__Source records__
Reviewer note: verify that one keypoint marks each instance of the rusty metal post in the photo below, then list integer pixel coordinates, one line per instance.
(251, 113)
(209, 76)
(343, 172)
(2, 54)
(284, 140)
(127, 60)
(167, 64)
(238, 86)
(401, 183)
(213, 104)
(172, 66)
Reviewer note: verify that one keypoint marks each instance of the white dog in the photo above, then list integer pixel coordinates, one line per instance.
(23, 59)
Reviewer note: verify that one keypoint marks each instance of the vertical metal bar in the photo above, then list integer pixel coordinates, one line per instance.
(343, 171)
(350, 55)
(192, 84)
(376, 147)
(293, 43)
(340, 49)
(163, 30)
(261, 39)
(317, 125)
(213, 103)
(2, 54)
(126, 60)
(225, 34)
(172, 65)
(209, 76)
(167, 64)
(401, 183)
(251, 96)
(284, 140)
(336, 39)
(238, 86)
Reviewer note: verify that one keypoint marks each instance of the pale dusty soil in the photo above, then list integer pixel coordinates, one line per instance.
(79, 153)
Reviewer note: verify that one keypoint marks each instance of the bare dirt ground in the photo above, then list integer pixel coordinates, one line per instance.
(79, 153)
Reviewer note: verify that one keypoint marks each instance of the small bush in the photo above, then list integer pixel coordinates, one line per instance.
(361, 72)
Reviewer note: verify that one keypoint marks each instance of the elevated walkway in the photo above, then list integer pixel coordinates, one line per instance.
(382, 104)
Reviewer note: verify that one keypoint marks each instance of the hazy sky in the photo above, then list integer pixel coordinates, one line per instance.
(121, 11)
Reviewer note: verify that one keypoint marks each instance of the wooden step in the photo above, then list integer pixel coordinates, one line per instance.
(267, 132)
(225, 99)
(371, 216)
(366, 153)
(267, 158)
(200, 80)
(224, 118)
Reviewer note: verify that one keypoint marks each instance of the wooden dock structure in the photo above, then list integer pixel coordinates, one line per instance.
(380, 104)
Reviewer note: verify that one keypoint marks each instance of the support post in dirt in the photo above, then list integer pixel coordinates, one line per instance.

__EXERCISE DIRECTIONS__
Reproduce every one of the records above verbatim, line for line, in their original order.

__TASK SOLUTION__
Reviewer note: verify that one keypoint marks each instance of the rusty metal post in the photo below, then list integer pixel coordinates, one line per instance.
(251, 113)
(209, 76)
(343, 172)
(2, 54)
(284, 140)
(127, 60)
(167, 64)
(238, 86)
(401, 183)
(213, 104)
(172, 66)
Reviewer note: verify that one keypoint marks each instance of the white dog in the photo above, then list integer pixel coordinates, one line per instance.
(23, 59)
Reviewer note: verify that one keypoint marks each instance of the vertical metal bar in the photo above, then list integer pixel coordinates, one line per instance.
(343, 171)
(350, 55)
(192, 84)
(376, 147)
(293, 43)
(340, 49)
(163, 30)
(261, 39)
(317, 125)
(213, 103)
(2, 54)
(126, 60)
(225, 34)
(172, 65)
(209, 76)
(167, 64)
(401, 183)
(251, 96)
(284, 140)
(336, 39)
(238, 86)
Reviewer note: verify that one keypoint marks each instance of the pale dusty soil in the photo above, then list integer pixel coordinates, one line per instance.
(79, 153)
Reviewer note: verify that one keypoint marks each instance of the bare dirt ground in the photo above, then list integer pixel coordinates, one line per instance.
(79, 153)
Reviewer note: verify that one keypoint marks each instance of the small bush in the photo above, then list integer pixel coordinates, one line per instance.
(361, 72)
Reviewer note: verify that one keypoint marks each instance of the elevated walkway in the photo above, then list integer pixel coordinates, one line per instance.
(382, 104)
Reviewer note: verify that one keypoint marks each instance of the hazy sky in the photo above, then list integer pixel coordinates, one line per instance.
(121, 11)
Reviewer note: verify that one keypoint marks each instance of the wooden step in the photo above, then list integer pixel coordinates, one line per instance.
(267, 132)
(225, 99)
(371, 216)
(366, 153)
(267, 158)
(200, 80)
(224, 118)
Reviewer note: verify that one keypoint marks each instance of the wooden dock structure in the photo above, then list integer pixel coordinates, one line per instance.
(380, 104)
Reviewer note: verify that one keypoint marks each instance of the support post in dirt in the photo above, then list integer pixel coordinates, one line per instance.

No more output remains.